### Given problem:
Filter the data items below, keeping every line that contains the word "duck". Copy each of those lines in full.

Data items
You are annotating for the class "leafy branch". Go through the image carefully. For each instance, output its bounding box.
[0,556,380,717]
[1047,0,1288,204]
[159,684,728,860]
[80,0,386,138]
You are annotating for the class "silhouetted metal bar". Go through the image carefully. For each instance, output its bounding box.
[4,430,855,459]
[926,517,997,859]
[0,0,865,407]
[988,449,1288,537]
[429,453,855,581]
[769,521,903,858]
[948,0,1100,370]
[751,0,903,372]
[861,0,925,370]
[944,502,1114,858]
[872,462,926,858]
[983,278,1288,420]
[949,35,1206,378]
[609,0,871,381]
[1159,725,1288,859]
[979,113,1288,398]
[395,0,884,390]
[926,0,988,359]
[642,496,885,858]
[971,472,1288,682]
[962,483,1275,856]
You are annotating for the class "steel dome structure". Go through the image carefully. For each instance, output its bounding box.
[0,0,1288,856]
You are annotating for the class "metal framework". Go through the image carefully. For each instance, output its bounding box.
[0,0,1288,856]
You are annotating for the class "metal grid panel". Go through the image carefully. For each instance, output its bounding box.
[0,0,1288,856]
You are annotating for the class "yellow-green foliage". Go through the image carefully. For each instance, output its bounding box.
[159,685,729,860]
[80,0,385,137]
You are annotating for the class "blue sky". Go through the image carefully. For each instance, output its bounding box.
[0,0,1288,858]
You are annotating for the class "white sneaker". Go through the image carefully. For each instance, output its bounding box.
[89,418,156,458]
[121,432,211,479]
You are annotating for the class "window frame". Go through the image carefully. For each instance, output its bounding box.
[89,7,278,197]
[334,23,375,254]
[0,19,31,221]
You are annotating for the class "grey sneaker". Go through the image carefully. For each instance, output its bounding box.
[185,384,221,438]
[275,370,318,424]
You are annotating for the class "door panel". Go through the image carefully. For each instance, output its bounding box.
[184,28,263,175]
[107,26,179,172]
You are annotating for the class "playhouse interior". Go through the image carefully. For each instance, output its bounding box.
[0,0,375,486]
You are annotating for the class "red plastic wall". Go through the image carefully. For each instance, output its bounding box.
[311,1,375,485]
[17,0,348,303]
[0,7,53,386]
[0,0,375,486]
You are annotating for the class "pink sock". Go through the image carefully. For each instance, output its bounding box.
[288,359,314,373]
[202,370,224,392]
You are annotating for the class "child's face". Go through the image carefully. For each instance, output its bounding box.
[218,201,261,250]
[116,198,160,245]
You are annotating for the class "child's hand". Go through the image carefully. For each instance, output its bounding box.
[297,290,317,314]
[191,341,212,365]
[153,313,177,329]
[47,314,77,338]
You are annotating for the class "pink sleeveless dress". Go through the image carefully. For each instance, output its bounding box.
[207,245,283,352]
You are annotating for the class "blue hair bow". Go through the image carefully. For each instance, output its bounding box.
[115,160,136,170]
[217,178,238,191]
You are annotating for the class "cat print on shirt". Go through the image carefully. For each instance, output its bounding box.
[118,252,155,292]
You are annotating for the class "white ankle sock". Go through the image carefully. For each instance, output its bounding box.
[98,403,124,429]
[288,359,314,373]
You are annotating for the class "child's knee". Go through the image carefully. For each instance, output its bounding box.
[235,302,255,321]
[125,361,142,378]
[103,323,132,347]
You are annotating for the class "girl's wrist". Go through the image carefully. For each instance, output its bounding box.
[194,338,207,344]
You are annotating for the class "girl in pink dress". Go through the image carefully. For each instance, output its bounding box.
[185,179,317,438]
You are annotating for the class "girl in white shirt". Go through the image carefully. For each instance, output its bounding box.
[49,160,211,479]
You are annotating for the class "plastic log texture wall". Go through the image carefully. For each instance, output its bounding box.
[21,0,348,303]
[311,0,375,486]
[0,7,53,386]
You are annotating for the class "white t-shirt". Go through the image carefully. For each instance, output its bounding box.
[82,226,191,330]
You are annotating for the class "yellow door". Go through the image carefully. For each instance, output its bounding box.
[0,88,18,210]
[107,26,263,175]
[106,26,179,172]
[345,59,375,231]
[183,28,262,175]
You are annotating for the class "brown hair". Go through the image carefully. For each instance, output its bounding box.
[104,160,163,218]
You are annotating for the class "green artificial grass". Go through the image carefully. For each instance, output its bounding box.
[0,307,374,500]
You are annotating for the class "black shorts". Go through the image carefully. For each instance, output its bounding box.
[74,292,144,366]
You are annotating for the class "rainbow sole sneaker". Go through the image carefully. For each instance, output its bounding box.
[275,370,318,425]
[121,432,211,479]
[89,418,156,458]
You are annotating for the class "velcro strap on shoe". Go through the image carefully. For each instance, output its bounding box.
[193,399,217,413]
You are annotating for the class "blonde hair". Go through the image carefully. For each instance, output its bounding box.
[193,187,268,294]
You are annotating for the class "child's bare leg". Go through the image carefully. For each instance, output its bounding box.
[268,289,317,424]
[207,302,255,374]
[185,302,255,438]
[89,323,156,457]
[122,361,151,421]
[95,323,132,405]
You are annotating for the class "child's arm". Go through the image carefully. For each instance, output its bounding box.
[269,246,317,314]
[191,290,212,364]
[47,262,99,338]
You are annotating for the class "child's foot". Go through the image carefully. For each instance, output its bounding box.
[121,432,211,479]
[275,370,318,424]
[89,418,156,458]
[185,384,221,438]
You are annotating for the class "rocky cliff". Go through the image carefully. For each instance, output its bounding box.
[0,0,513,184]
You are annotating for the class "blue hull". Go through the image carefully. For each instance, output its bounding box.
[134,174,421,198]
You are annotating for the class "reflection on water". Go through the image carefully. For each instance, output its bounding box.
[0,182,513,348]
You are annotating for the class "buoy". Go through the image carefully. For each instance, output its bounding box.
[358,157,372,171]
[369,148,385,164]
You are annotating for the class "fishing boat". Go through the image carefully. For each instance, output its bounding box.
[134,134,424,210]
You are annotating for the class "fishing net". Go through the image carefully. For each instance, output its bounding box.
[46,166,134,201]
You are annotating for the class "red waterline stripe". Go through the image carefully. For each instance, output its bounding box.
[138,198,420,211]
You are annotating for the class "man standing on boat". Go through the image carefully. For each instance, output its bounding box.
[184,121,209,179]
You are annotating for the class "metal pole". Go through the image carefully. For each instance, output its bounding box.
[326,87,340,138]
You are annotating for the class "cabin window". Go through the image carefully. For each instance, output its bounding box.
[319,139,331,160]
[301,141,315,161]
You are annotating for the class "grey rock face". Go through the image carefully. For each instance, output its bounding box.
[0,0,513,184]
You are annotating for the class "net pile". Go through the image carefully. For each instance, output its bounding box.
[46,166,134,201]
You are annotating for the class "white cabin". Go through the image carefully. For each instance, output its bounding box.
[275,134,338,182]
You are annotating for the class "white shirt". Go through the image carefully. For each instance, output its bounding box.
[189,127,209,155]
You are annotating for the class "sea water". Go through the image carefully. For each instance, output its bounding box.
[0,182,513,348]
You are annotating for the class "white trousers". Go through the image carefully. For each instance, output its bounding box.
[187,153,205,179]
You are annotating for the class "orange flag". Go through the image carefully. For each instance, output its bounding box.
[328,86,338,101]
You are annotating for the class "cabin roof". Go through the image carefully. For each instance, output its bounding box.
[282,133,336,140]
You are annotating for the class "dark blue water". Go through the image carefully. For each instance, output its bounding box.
...
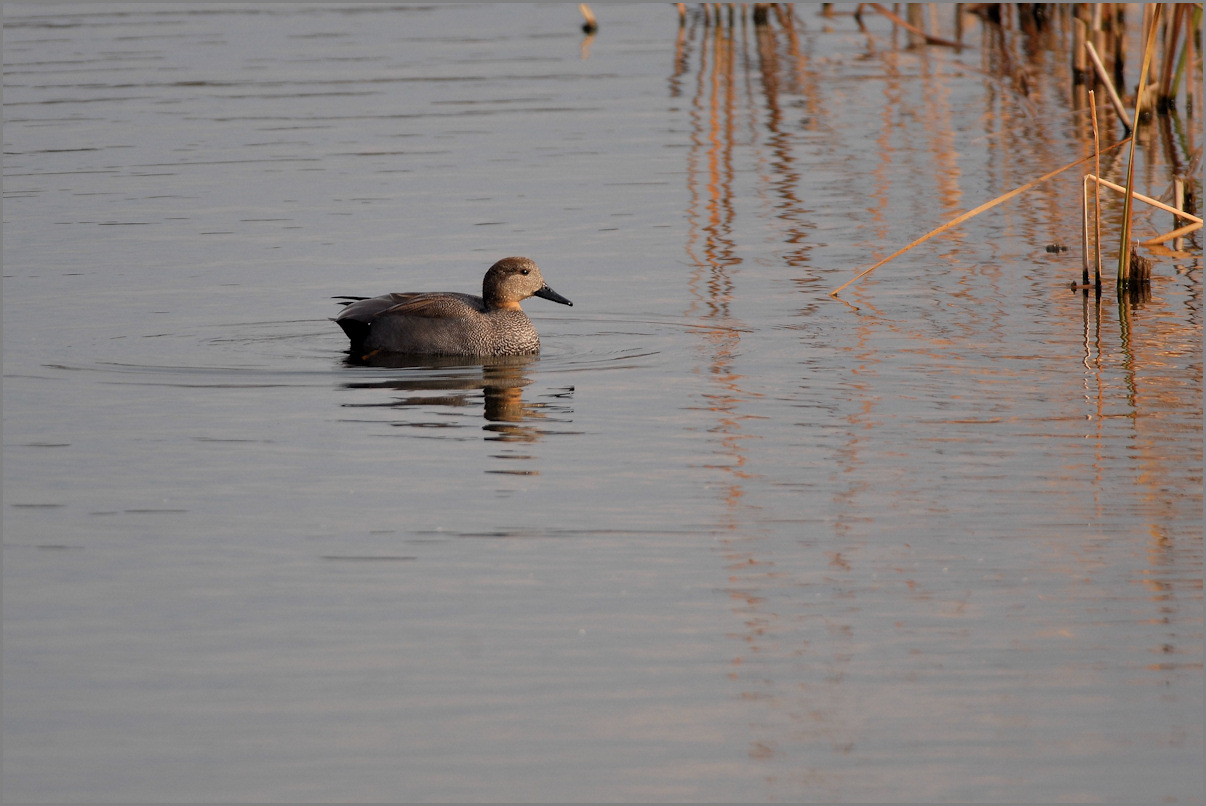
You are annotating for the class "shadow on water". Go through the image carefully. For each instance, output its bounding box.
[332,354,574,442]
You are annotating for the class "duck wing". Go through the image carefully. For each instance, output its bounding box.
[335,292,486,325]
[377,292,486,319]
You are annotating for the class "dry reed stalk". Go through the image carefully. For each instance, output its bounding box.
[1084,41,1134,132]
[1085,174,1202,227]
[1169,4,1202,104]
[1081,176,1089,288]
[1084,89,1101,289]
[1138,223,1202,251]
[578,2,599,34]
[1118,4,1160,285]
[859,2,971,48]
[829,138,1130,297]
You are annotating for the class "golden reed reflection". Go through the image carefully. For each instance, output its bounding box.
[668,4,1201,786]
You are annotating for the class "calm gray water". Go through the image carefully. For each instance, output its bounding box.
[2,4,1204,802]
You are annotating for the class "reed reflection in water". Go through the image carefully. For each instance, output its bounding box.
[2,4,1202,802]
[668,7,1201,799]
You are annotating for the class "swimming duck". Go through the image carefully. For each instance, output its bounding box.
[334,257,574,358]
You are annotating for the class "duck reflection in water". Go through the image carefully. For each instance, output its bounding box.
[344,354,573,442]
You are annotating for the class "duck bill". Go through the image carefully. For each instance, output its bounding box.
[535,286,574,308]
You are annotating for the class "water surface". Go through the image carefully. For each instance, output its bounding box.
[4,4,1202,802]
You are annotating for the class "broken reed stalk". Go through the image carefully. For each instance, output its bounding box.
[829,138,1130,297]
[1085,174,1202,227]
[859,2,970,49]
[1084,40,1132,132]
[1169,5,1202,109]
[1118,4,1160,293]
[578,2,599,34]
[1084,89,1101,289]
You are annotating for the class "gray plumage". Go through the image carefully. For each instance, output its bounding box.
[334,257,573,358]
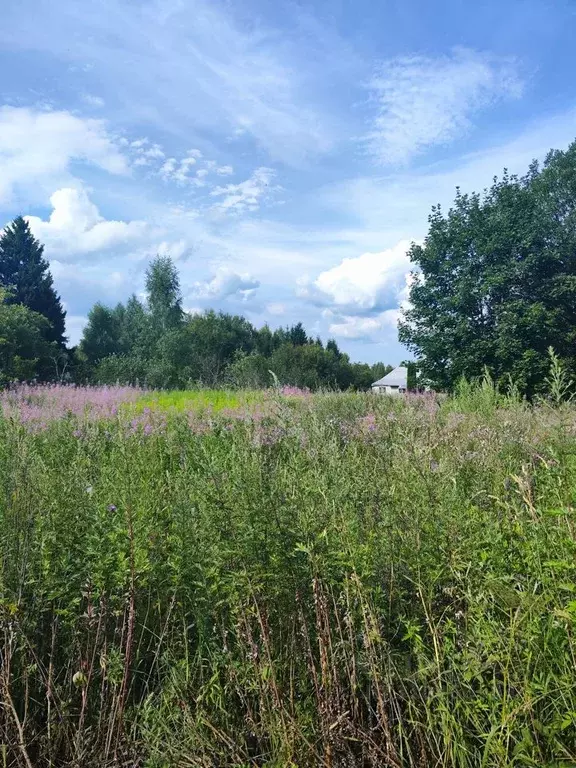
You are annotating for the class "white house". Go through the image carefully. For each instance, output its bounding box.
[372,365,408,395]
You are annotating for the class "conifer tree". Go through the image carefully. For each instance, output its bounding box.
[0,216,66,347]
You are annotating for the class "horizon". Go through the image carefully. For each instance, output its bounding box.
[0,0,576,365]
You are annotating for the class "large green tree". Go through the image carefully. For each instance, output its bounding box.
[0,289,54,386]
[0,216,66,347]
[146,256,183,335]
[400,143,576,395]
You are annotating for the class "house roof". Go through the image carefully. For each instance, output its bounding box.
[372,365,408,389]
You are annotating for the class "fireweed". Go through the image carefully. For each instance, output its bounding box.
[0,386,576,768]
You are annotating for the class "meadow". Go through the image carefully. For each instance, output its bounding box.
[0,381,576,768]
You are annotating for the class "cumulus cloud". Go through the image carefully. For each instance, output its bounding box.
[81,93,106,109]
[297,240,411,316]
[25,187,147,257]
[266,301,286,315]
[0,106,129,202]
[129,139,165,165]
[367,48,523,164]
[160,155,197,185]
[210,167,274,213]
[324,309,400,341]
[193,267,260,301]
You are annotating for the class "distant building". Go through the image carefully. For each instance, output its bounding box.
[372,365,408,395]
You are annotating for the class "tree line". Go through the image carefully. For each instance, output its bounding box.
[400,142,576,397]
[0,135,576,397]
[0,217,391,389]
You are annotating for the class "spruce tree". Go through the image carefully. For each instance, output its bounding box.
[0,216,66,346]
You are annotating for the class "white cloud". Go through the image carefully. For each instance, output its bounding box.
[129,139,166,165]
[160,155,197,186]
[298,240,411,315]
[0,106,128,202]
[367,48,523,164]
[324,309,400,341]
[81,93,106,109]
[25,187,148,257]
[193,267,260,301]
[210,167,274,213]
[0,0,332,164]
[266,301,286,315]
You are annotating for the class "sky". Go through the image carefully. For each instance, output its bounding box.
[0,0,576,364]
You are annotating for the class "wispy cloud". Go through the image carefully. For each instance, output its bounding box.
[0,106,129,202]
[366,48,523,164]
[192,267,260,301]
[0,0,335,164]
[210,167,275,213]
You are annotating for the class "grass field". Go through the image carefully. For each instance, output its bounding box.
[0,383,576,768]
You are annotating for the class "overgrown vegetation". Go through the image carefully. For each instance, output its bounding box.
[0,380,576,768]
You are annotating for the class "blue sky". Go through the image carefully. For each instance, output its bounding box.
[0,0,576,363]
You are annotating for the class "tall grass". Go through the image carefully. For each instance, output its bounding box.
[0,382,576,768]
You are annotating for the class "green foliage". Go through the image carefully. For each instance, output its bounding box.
---
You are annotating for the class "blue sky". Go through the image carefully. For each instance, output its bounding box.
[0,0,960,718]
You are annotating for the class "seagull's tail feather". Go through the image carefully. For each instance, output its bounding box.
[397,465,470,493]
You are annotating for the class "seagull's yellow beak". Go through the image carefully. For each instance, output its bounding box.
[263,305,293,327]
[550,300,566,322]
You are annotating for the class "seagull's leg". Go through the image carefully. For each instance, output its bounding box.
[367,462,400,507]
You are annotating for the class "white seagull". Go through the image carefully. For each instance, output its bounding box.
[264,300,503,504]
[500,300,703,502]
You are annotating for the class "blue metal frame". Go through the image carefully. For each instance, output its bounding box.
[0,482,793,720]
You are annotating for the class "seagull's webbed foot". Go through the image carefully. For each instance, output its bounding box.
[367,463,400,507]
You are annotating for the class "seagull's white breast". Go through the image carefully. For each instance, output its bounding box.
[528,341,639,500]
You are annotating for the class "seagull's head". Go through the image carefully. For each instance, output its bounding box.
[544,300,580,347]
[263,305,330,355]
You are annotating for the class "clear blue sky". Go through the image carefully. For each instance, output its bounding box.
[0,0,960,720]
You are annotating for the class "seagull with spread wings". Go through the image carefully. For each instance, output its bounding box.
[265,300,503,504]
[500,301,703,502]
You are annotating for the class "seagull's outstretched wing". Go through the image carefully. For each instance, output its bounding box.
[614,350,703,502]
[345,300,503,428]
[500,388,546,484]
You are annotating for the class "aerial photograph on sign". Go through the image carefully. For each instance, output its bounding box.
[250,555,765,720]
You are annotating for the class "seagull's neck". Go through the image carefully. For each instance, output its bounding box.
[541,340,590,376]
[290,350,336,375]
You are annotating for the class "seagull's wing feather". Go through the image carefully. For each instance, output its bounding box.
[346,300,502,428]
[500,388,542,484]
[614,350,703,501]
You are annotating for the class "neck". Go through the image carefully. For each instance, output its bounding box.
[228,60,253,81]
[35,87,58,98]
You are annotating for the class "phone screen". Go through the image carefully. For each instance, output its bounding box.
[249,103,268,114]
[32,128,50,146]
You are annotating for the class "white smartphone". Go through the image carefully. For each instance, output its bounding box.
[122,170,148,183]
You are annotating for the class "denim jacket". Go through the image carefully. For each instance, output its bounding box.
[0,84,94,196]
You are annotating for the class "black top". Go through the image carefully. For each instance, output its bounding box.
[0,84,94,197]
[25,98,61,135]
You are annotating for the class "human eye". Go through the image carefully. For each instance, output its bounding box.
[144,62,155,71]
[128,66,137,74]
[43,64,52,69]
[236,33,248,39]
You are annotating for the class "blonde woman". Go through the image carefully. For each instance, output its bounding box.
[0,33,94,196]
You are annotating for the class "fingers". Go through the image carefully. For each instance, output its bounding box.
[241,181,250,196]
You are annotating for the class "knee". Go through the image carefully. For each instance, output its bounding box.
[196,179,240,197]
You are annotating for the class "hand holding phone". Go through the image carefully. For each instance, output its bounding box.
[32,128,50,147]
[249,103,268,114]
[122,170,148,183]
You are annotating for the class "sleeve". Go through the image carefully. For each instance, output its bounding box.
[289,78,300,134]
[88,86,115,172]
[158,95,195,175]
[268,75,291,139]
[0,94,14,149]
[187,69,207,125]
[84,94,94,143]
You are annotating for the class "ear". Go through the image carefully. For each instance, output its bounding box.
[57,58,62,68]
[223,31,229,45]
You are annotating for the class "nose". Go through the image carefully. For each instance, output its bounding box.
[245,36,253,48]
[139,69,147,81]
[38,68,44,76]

### Answer:
You are annotating for the class "duck wing". Go through the image carefully. For each instance, output its bounding box.
You are annotating for the class "swimming duck". Go through the image carefully. For each instance, output its bounding box.
You are annotating for the class "duck reflection in water". Go through the image carefully. For each instance, output its bounding box.
You are annotating for the class "duck bill". Go through the image carefully. For each instance, output its bounding box.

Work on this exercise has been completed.